Quoted passage
The Company has been observing best governance practices and is committed to adhere to the Corporate Governance requirements on an ongoing basis. A separate section on Corporate Governance and a certificate from the Practicing Company Secretary regarding compliance of conditions of Corporate Governance, as stipulated under Clause 49 of the Listing Agreement forms part of this Annual Report.

Further, as required under Clause 49 of the Listing Agreement, a certificate from the Executive Director and Associate Director - Head of Finance & Accounts on the financial statements of your Company for the year ended on March 31, 2015, was placed before the Board at its meeting held on May 09, 2015.

RELATED PARTY TRANSACTIONS

All contracts /transactions entered by the Company during the year with related parties were on an arm's length basis and were in the ordinary course of business. During the year,

the Company has not entered into any transactions which can be considered material in accordance with the policy of the Company.

The policy dealing with related party transaction as approved by the Board may be accessed on the Company's website at the link: <http://www.cgcl.co.in/images/Downloads/Policy%20> on%20Related%20Party%20Transactions_1.pdf.

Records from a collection
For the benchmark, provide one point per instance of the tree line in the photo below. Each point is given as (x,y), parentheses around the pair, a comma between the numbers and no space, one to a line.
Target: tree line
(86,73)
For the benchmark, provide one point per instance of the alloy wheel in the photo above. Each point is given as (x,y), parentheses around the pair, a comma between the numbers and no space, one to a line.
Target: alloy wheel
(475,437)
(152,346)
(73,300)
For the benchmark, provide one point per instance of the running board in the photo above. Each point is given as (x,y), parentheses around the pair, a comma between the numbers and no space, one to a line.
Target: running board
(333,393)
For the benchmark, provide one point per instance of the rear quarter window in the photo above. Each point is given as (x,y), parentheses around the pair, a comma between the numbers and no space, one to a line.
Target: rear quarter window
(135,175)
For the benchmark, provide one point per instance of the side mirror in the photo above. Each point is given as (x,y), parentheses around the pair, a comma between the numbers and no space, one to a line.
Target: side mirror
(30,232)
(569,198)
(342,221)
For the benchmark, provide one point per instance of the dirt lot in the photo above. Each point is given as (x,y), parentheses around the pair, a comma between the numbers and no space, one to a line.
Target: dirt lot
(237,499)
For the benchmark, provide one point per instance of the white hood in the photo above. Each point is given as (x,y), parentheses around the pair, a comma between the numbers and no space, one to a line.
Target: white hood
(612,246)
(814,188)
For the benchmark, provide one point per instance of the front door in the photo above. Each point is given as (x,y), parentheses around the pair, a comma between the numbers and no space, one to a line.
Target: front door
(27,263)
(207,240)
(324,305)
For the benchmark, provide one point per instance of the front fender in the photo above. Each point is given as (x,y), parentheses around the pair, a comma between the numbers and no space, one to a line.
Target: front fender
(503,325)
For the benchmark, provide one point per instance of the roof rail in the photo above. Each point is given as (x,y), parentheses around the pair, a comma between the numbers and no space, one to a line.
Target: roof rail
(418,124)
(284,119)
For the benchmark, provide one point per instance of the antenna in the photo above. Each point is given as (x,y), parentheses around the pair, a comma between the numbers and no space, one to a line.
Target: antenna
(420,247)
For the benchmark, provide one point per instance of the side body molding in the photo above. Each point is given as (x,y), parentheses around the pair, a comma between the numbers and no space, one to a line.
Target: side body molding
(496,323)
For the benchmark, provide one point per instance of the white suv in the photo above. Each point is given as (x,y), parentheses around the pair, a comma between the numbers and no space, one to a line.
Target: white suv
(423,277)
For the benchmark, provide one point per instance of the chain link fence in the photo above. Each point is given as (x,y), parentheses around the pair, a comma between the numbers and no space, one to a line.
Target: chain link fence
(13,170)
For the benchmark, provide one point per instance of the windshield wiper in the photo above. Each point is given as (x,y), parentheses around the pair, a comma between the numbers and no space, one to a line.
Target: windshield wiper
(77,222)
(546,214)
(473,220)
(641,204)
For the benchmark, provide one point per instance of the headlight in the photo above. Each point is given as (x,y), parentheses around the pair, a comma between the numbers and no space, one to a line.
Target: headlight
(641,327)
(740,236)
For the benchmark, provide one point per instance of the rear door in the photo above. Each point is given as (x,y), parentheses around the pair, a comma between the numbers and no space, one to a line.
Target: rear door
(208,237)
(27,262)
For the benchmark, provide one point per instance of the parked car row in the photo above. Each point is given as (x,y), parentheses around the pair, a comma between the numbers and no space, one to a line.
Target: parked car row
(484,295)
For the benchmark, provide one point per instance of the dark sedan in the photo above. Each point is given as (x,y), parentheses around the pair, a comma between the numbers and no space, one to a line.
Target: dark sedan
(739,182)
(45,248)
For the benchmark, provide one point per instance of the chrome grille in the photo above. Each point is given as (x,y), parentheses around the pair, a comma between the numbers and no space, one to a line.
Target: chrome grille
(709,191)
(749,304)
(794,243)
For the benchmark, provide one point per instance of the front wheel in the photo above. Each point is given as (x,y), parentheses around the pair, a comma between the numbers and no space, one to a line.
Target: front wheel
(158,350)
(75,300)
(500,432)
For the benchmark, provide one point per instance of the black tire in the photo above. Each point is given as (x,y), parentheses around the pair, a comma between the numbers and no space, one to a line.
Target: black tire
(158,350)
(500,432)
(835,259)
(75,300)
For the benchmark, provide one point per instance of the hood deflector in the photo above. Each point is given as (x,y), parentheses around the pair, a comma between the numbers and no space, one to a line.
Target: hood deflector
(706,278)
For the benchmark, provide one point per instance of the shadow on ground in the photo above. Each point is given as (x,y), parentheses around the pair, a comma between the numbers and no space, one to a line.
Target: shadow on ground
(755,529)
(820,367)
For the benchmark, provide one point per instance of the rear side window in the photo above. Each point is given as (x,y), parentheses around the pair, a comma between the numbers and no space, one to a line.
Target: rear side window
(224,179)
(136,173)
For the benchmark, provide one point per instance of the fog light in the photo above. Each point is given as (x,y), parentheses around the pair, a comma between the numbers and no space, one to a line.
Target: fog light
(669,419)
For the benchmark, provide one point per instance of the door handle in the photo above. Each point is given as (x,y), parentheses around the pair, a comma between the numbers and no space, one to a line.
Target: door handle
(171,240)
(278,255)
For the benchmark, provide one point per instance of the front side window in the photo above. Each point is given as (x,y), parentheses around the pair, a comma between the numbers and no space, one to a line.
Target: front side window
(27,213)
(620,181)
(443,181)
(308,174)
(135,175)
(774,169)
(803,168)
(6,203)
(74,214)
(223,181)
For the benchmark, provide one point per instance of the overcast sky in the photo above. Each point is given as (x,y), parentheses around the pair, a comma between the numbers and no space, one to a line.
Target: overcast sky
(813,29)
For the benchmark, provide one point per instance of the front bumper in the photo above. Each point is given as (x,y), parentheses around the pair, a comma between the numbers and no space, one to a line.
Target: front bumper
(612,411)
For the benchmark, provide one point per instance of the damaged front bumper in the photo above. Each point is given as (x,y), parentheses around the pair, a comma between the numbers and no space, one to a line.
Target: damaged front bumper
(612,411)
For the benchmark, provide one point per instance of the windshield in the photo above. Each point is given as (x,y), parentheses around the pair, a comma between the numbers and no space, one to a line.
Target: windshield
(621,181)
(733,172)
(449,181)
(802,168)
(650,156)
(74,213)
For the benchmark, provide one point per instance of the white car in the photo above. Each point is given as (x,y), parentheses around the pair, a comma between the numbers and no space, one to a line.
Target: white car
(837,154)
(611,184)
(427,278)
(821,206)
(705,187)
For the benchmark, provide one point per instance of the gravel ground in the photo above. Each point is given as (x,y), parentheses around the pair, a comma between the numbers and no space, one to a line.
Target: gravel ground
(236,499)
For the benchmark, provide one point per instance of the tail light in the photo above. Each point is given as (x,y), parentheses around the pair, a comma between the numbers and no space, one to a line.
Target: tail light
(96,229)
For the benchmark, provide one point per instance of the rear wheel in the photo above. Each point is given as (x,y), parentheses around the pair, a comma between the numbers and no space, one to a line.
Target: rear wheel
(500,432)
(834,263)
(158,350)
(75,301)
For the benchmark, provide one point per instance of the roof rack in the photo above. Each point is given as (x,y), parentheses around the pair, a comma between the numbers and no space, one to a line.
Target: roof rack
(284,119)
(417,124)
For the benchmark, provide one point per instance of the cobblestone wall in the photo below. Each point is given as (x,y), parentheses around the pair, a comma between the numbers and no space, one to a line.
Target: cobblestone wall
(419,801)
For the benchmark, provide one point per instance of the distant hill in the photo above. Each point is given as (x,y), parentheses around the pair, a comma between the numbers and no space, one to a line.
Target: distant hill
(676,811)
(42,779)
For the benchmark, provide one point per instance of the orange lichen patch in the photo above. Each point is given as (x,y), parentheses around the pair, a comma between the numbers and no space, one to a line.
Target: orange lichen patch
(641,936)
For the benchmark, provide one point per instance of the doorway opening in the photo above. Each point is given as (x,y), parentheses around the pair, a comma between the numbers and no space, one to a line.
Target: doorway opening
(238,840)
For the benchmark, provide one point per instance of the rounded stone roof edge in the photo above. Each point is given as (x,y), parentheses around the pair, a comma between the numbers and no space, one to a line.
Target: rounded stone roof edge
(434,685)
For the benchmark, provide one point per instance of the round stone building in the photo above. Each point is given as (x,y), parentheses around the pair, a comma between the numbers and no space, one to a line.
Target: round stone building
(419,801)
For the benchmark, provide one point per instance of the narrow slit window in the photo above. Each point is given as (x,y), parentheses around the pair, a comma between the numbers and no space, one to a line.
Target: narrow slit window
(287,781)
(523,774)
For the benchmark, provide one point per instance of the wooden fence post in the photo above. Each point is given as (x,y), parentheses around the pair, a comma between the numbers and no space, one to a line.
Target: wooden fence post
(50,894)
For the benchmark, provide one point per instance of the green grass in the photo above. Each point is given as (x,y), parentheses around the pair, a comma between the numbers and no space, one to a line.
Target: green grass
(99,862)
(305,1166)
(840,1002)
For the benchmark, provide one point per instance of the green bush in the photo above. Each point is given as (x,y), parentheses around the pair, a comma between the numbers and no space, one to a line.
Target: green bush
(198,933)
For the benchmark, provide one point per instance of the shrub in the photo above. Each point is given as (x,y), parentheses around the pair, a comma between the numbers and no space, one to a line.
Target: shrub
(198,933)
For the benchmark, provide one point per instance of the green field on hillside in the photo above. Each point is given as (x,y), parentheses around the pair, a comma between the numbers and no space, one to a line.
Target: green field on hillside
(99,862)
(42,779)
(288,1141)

Task requirements
a - In the corporate governance excerpt, on what date did the Board hold the meeting where the certificate on the financial statements was placed before it?
b - Why was a certificate on the financial statements placed before the Board, according to the corporate governance excerpt?
c - Resume the corporate governance excerpt after its last sentence.

Answers to the exercises
a - May 09, 2015.

b - Clause 49 of the Listing Agreement required it. The Executive Director and the Associate Director - Head of Finance & Accounts gave the certificate, which covered the Company's financial statements for the year ended March 31, 2015.

c -
Your Directors would like to draw attention of members to Note 26 to the financial statement which sets out details of related party transactions.

CORPORATE SOCIAL RESPONSIBILITY

The Corporate Social Responsibility Committee (CSR Committee) has formulated and recommended to the Board, a Corporate Social Responsibility Policy (CSR Policy) indicating the activities to be undertaken by the Company, which has been approved by the Board.

The CSR Policy may be accessed on the Company's website at the link: <http://www.cgcl.co.in/images/Downloads/CSR_> Policy_Website.pdf

As part of its initiatives under"Corporate Social Responsibility" (CSR), the Company has undertaken projects in the area of education and vocational training of the unprivileged, women and differently-abled. These projects are in accordance with Schedule VII of the Companies Act, 2013. The Annual Report on CSR activities is annexed herewith marked as Annexure I to this Report.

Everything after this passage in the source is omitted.